- _What to do_: The data below is to be copied exactly, line by line.
Supplied information: Begin
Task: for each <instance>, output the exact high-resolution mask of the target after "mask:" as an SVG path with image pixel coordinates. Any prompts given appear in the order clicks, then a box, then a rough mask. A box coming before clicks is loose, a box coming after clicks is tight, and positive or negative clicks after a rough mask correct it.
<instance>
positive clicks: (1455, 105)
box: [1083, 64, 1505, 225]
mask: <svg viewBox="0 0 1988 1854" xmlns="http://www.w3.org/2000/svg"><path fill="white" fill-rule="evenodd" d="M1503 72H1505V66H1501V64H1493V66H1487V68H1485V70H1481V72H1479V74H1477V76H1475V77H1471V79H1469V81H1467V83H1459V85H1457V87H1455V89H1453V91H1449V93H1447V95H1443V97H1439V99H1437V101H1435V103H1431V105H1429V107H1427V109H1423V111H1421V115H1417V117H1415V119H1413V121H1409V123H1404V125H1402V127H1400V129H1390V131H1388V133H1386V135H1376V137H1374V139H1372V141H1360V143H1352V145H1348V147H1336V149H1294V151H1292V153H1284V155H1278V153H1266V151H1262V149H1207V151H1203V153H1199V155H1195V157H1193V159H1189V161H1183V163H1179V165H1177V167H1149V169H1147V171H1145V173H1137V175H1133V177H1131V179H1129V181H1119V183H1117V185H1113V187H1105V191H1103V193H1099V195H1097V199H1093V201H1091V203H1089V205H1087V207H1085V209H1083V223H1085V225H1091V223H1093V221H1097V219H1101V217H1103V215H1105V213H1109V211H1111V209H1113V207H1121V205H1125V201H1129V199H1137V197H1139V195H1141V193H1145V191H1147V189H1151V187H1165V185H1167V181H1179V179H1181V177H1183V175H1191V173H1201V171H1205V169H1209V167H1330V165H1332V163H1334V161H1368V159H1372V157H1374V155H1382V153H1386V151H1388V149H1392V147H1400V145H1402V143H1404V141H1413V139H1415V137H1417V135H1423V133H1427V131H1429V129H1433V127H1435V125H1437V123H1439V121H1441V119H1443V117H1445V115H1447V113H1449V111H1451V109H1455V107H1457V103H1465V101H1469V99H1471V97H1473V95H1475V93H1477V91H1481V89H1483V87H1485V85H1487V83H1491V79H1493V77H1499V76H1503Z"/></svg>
Supplied information: End
- _Solution for this task_:
Task: for each <instance>, output the exact high-resolution mask of the target after "mask:" as an SVG path with image pixel coordinates. Any prompts given appear in the order clicks, then a box, then a rough mask. A box coming before clicks is loose, a box coming after clicks is tight, and positive or negative clicks after a rough mask correct it.
<instance>
positive clicks: (1455, 105)
box: [1083, 64, 1505, 225]
mask: <svg viewBox="0 0 1988 1854" xmlns="http://www.w3.org/2000/svg"><path fill="white" fill-rule="evenodd" d="M1503 72H1505V66H1501V64H1493V66H1487V68H1485V70H1481V72H1479V74H1477V76H1475V77H1471V79H1469V81H1467V83H1459V85H1457V87H1455V89H1453V91H1449V93H1447V95H1443V97H1439V99H1437V101H1435V103H1431V105H1429V107H1427V109H1423V111H1421V115H1417V117H1415V119H1413V121H1409V123H1404V125H1402V127H1400V129H1390V131H1388V133H1386V135H1376V137H1374V139H1372V141H1360V143H1352V145H1348V147H1336V149H1294V151H1292V153H1284V155H1278V153H1266V151H1262V149H1207V151H1203V153H1199V155H1195V157H1193V159H1189V161H1183V163H1179V165H1177V167H1149V169H1147V171H1145V173H1137V175H1133V177H1131V179H1129V181H1119V183H1117V185H1113V187H1105V191H1103V193H1099V195H1097V199H1093V201H1091V203H1089V205H1087V207H1085V209H1083V223H1085V225H1091V223H1093V221H1097V219H1101V217H1103V215H1105V213H1109V211H1111V209H1113V207H1121V205H1125V201H1129V199H1137V197H1139V195H1141V193H1145V191H1147V189H1151V187H1165V185H1167V181H1179V179H1181V177H1183V175H1191V173H1201V171H1205V169H1209V167H1330V165H1332V163H1334V161H1368V159H1372V157H1374V155H1382V153H1386V151H1388V149H1392V147H1400V145H1402V143H1404V141H1413V139H1415V137H1417V135H1423V133H1427V131H1429V129H1433V127H1435V125H1437V123H1439V121H1441V119H1443V117H1445V115H1447V113H1449V111H1451V109H1455V107H1457V103H1465V101H1469V99H1471V97H1473V95H1475V93H1477V91H1481V89H1483V87H1485V85H1487V83H1491V79H1493V77H1499V76H1503Z"/></svg>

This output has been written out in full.